#### Short task
Rewrite every line from the line with "Would you kindly point to the house wall" up to and including the last line of the records, adding 79 to each x and y coordinate in the answers.

Records
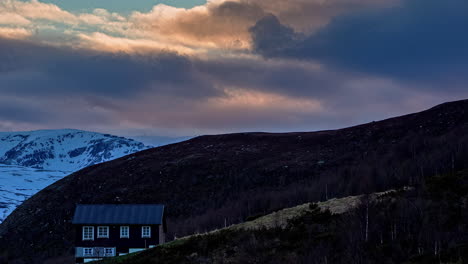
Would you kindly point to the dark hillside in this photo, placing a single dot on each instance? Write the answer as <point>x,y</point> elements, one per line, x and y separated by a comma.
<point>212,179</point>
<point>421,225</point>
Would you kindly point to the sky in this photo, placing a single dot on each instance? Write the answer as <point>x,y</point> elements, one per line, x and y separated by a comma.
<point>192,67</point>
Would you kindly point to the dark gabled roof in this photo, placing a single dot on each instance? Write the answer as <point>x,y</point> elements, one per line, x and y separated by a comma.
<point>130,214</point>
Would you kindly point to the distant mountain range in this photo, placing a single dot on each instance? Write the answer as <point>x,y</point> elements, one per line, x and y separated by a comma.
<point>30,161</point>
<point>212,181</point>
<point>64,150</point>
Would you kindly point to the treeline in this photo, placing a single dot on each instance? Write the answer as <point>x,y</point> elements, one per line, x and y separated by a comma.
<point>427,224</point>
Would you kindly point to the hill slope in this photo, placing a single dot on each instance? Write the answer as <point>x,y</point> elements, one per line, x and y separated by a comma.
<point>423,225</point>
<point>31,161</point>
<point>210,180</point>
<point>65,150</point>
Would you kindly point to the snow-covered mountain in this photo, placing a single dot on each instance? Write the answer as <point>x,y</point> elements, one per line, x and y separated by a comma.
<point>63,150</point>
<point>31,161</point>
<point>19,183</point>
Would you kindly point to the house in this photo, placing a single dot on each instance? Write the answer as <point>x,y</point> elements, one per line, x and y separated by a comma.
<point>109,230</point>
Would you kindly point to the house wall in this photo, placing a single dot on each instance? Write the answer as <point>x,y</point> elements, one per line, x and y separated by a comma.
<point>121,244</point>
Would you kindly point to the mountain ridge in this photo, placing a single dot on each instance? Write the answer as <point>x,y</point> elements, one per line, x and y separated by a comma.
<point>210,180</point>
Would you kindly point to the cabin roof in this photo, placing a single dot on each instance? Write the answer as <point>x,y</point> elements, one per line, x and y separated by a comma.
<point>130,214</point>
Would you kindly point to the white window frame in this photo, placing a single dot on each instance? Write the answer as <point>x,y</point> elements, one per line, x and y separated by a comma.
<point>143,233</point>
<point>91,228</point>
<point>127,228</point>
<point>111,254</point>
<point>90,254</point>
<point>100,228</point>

#### Answer for this exercise
Would you kindly point to the house wall in this photo, placing a single dot on each instance? Write the answer as <point>x,y</point> elements, one per line, x and y separated by a comma.
<point>200,323</point>
Would you kindly point to the mountain ridge in this photo, placing a single dot on each instance? Write the answer as <point>x,y</point> elements, one per line, x and y separated by a comma.
<point>289,259</point>
Would you kindly point to the cabin roof in this photo, placing a single dot on each instance? Write the answer as <point>x,y</point> elements, one per line, x and y separated by a comma.
<point>209,293</point>
Would you kindly point to the white window frame in this photo, placing a single dot on each instance? Write the answer as <point>x,y</point> elements, one per line, x and y separated by a comma.
<point>222,312</point>
<point>170,307</point>
<point>206,307</point>
<point>190,333</point>
<point>169,333</point>
<point>179,307</point>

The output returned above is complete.